## Task description
Extract every entry word for word. Skip the pictures.

☆ ☆ ☆ ☆ ☆

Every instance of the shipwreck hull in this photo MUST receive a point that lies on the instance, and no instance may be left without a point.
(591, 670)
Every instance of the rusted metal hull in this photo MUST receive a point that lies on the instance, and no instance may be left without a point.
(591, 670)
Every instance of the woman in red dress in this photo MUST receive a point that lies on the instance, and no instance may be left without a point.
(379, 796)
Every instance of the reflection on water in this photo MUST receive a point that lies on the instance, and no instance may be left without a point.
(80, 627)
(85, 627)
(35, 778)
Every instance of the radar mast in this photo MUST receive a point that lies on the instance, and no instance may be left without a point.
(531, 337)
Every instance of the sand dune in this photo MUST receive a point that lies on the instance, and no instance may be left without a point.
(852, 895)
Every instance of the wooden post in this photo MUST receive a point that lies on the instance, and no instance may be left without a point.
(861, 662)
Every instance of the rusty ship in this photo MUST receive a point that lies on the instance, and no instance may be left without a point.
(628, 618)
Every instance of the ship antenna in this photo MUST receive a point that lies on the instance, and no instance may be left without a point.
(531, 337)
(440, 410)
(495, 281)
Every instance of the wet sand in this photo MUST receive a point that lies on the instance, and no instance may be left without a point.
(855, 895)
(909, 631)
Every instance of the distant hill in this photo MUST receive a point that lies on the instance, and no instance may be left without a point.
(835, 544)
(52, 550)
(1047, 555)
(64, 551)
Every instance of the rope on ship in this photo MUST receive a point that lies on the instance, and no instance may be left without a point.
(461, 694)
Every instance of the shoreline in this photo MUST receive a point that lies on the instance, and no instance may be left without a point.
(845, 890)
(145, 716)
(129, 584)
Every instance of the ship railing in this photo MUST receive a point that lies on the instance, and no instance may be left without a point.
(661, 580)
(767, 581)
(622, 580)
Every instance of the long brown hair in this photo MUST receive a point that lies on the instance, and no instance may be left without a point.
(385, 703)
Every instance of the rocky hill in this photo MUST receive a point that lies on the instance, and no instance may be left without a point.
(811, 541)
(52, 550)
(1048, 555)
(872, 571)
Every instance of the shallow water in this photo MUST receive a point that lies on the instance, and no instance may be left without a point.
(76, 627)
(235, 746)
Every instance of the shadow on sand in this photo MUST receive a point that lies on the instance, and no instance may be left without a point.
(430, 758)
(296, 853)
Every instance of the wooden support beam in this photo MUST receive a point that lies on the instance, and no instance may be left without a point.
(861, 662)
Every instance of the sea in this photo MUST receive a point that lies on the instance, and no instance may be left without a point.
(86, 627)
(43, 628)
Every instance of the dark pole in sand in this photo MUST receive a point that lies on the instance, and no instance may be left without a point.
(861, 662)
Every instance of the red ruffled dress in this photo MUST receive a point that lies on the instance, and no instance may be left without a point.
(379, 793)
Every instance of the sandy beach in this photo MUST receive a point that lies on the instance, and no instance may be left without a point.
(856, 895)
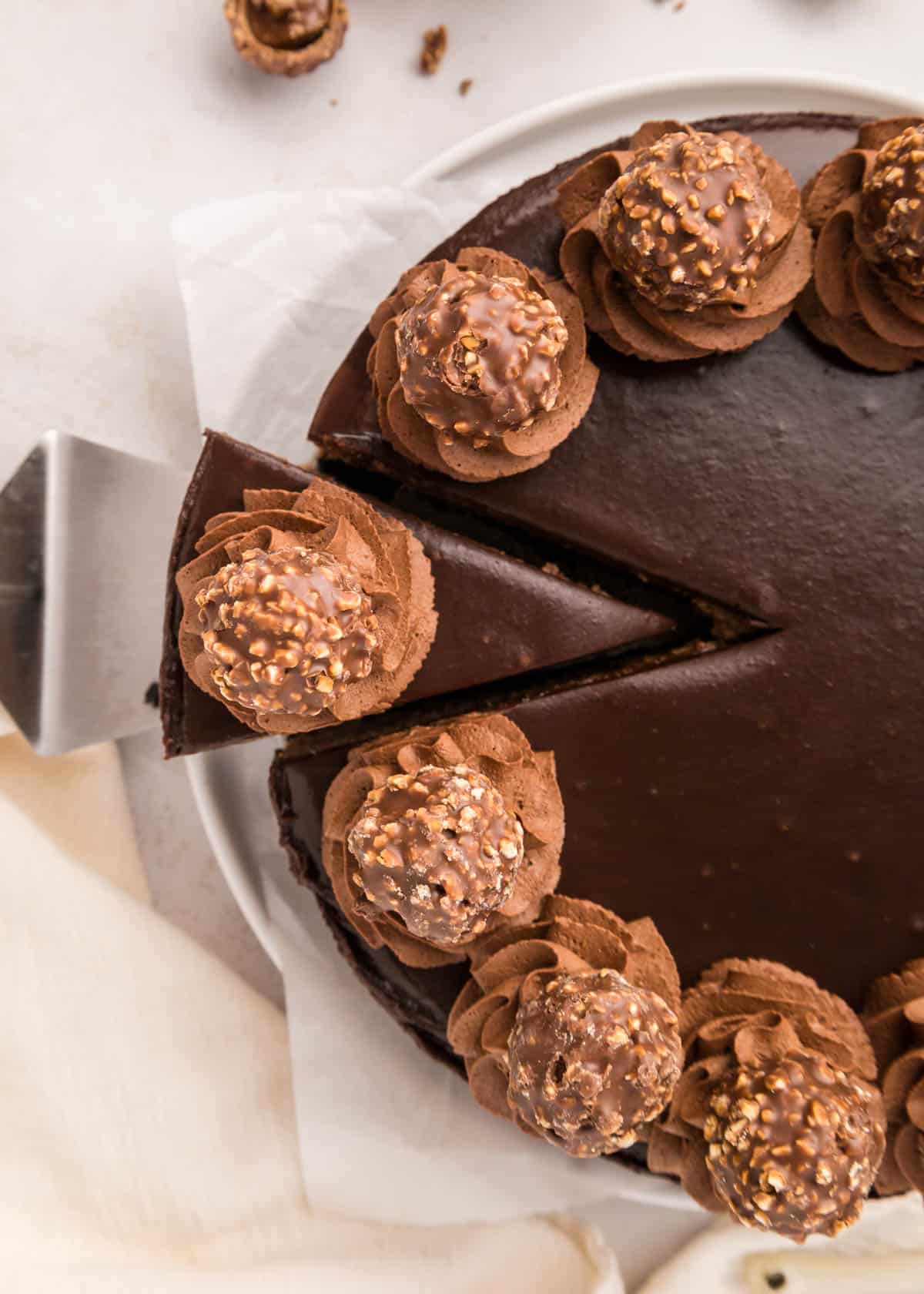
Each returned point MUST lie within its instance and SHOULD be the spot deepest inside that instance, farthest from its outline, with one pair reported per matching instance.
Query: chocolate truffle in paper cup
(287, 36)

☆ ☆ ☆ ☆ ☆

## Your solution
Every instance of the shipwreck hull in this photo MUST receive a point that lies on the instance, and no instance may be left without a point.
(591, 670)
Every instance of the rusted metal hull in this photo MUST receive a point that lies on the instance, and no instance may be left without a point.
(591, 670)
Every instance of the woman in red dress in this photo MUST receive a point that lies on the instance, and no instance may be left without a point.
(379, 796)
Every instance of the reflection on water in this photo MUST receive a point that lies on the instance, and no instance may be left without a point.
(80, 627)
(85, 627)
(35, 778)
Every instance of the radar mast in this photo MUST receive a point that lies on the instance, and no instance may be left without a point.
(531, 337)
Every instance of the sand dune in this photo MUST receive a point that lies on the instance, and no instance may be left without a point.
(852, 895)
Every instance of the wooden post in this photo MUST receive a point that lies on the instance, and no instance may be left without a point.
(861, 662)
Every instance of the rusty ship in this photo MUST receive a point that lies on the instance, and no instance may be left without a point.
(628, 618)
Every instance of the ship antenna in this photo MUST receive a point that lies on the instance, and no instance may be left without a point.
(531, 337)
(440, 410)
(495, 281)
Every instance of the wet sand in this photo MUST receive a point that lies on the instance, and no instance may be left without a point.
(855, 895)
(909, 631)
Every instance of the distant hill in this photo MUST receive a point that lies on the instance, and no instance may be left without a point.
(835, 544)
(52, 550)
(1047, 555)
(64, 551)
Every instance of the rope on ship in this photo MUST receive a point that lies on the instance, and no instance may be left without a point.
(461, 694)
Every instance of the shoreline in this photo MUST receive a point that lies on the instance, and no instance may be left without a point.
(845, 890)
(145, 716)
(129, 584)
Every instance of the ship railing in this photo MUST receive a point that lies on the instance, and no instance may be left without a point.
(661, 580)
(767, 581)
(622, 580)
Every instance of the long brown hair in this photo MUST receive a point that lies on the instance, and no instance may be left without a point.
(385, 703)
Every instance of the rocky hill in this photo MUST receive a point that lies on the instance, and no instance may be left without a point.
(811, 541)
(52, 550)
(1048, 555)
(872, 571)
Every instance of the shallow water in this photo MUST receive a point that lies on the instance, and no instance may be left without a point.
(76, 627)
(235, 746)
Every instance of the shadow on sand in this photo MUST receive a point that lies on the instance, and no instance may be left without a point.
(430, 758)
(296, 853)
Every instance of the wooden support beam in this photo MUST receive a point that lies on the instance, and no instance may be left without a point.
(861, 662)
Every instance of the sea in this photo MUST receive a point that lies on the instance, and no instance may be left without a point.
(86, 627)
(43, 628)
Every instance of the dark pole in sand in this photo MUST receive a point that lies on the instance, and no instance may be left without a point.
(861, 662)
Every instance of the red ruffled dress in this photo MUST receive a point that lies on the instance, and no instance may be left without a point.
(379, 793)
Every instance of the sandy beach in this photo MUST receive a point that lies on the instance, and no instance may be left without a point.
(856, 895)
Each returned point MUST lie within its instance and SHOULD be the spot deepest inside that instance, farthest from its outline, with one pair reported per matching instance.
Query: chocolate truffle in paper cup
(287, 36)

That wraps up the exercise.